Exercise:
Copy every record exactly, with nothing left out.

—————

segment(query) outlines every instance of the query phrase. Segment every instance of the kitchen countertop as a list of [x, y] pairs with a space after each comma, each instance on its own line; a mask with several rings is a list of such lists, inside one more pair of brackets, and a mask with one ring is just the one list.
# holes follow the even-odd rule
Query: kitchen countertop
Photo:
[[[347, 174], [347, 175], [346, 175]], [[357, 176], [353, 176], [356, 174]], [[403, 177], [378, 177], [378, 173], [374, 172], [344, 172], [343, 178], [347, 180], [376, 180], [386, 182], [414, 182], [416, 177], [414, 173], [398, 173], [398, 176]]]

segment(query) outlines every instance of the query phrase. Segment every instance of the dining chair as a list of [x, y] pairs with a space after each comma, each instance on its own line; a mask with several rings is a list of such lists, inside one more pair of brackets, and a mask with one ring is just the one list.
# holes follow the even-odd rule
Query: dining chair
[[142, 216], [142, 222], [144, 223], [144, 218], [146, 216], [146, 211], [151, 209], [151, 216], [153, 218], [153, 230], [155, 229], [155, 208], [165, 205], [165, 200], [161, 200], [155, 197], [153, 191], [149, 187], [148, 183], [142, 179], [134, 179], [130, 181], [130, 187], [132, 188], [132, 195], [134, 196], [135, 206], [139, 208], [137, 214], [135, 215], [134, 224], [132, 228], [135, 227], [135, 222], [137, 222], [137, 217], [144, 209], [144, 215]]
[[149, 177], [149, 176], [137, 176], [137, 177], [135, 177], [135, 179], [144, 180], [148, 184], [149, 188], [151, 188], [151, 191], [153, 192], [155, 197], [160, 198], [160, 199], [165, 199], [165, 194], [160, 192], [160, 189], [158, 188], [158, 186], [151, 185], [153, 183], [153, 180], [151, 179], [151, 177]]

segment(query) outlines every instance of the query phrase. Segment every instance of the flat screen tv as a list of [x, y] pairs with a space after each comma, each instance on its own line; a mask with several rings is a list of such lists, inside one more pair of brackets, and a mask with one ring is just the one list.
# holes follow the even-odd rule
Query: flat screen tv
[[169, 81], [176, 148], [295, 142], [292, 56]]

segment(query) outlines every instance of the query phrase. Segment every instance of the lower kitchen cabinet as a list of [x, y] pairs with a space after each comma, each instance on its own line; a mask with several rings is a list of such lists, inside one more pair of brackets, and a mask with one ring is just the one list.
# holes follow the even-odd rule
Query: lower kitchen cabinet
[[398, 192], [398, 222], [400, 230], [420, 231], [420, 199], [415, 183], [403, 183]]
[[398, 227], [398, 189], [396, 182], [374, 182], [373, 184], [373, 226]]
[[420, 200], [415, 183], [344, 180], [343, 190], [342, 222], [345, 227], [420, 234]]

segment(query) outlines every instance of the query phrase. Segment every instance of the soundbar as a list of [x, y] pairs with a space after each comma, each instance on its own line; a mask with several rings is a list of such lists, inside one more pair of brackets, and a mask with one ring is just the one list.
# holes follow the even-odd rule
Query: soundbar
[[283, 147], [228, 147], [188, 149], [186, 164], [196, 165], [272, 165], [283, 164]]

—————

Output for this exercise:
segment(query) outlines every instance of the query phrase. Segment every instance of the kitchen countertop as a list of [x, y] pairs with a space after each comma, each instance on its own line; a mask with several rings is a list of such lists, inside one more pair of brackets, and a mask with one ring is just the one list.
# holes follow the even-odd rule
Query: kitchen countertop
Photo:
[[[347, 174], [347, 175], [346, 175]], [[357, 176], [353, 176], [356, 174]], [[403, 177], [378, 177], [378, 173], [374, 172], [344, 172], [343, 178], [347, 180], [376, 180], [386, 182], [414, 182], [416, 177], [414, 173], [398, 173], [398, 176]]]

segment(query) outlines every instance of the query phrase. Segment every instance of the dining chair as a list of [x, y] pairs with a space after each comma, each instance on its own line; a mask with several rings is a list of such lists, inside one more pair of brackets, and a mask with one ring is just the one list.
# holes follow the even-odd rule
Query: dining chair
[[142, 216], [142, 222], [144, 223], [144, 218], [146, 216], [146, 211], [151, 209], [151, 216], [153, 218], [153, 230], [155, 229], [155, 208], [165, 205], [165, 200], [161, 200], [155, 197], [153, 191], [149, 187], [148, 183], [142, 179], [134, 179], [130, 181], [130, 187], [132, 188], [132, 195], [134, 196], [135, 206], [139, 208], [137, 214], [135, 215], [134, 224], [132, 228], [135, 227], [135, 222], [137, 222], [137, 217], [144, 209], [144, 215]]
[[149, 177], [149, 176], [137, 176], [137, 177], [135, 177], [135, 179], [144, 180], [148, 184], [149, 188], [151, 188], [151, 191], [153, 192], [155, 197], [160, 198], [160, 199], [165, 199], [165, 194], [160, 192], [160, 189], [158, 188], [158, 186], [151, 185], [153, 183], [153, 180], [151, 179], [151, 177]]

segment(query) outlines every instance of the query phrase. Segment every instance of the flat screen tv as a list of [x, y] pairs with a space after each comma, each instance on its own line; a mask with several rings is a list of such lists, inside one more pair of brackets, and a mask with one ring is just the one list.
# holes follow the even-odd rule
Query: flat screen tv
[[169, 81], [176, 148], [295, 142], [292, 56]]

segment(query) outlines every instance of the query phrase. Segment every instance of the lower kitchen cabinet as a list of [x, y] pairs with a space after each comma, each instance on its own line; a mask with several rings is a list of such lists, inside one more pair of brackets, and a mask with one ring is just the one list.
# holes follow the even-odd rule
Query: lower kitchen cabinet
[[398, 192], [398, 222], [400, 230], [420, 231], [420, 199], [415, 183], [403, 183]]
[[398, 227], [398, 189], [396, 182], [374, 182], [373, 184], [373, 226]]
[[420, 200], [415, 183], [344, 180], [343, 190], [342, 222], [345, 227], [420, 234]]

segment(query) outlines every instance of the query phrase. Segment every instance of the soundbar as a list of [x, y] pairs with a space after each comma, each instance on its own line; a mask with several rings is a list of such lists, inside one more pair of brackets, and a mask with one ring is just the one list.
# holes follow the even-odd rule
Query: soundbar
[[283, 147], [228, 147], [188, 149], [186, 164], [196, 165], [272, 165], [283, 164]]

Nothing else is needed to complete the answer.